■ Work to be completed: Count the lines in the material below that contain the string "ship". Case counts. Reply with the number only.

[Raw records]
## BEGIN
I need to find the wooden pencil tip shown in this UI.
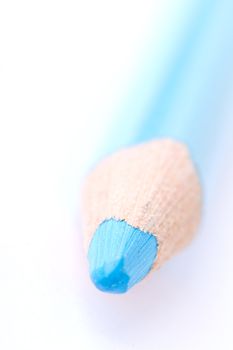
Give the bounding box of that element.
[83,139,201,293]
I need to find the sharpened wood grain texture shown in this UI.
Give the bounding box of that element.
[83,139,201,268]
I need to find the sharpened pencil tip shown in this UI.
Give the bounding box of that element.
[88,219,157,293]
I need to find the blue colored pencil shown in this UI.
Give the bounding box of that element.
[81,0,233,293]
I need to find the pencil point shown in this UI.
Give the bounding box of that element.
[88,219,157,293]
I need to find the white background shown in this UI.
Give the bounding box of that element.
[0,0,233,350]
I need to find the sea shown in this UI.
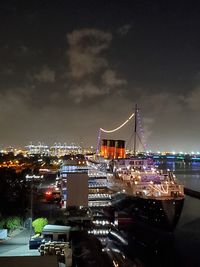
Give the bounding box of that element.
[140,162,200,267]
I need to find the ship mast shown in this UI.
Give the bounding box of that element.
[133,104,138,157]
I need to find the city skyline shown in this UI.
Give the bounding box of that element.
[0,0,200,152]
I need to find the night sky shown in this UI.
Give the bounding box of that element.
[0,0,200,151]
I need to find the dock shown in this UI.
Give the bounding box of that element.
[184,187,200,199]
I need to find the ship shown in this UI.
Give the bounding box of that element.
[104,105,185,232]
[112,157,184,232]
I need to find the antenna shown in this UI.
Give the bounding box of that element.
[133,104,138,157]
## END
## BEGIN
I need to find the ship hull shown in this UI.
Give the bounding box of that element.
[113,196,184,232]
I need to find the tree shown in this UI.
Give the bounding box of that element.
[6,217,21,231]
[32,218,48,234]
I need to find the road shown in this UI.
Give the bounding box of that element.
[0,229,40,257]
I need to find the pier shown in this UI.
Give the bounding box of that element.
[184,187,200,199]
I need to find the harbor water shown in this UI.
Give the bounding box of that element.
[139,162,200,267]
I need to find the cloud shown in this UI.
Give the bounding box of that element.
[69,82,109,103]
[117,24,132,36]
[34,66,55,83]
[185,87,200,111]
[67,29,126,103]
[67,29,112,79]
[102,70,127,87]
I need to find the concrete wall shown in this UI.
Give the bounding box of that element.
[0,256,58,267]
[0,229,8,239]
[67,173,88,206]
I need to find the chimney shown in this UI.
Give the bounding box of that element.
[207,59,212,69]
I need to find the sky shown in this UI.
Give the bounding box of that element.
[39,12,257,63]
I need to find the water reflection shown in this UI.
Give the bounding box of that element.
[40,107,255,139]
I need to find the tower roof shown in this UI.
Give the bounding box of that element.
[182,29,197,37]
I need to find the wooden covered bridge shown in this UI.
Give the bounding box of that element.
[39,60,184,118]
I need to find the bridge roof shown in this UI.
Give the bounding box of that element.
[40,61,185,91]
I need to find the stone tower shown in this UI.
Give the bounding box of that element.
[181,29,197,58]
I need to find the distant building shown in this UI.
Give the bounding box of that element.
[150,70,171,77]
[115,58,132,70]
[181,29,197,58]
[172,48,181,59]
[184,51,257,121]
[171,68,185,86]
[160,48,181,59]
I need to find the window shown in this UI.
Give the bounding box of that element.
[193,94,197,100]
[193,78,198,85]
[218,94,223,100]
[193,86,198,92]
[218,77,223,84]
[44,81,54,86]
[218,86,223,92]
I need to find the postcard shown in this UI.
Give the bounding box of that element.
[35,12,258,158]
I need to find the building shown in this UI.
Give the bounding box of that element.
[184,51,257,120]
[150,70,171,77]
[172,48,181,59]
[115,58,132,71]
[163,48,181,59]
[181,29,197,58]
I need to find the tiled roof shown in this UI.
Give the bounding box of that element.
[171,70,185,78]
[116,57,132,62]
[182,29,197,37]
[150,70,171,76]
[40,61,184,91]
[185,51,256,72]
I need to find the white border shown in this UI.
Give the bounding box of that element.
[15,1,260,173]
## END
■ Exercise answer: 3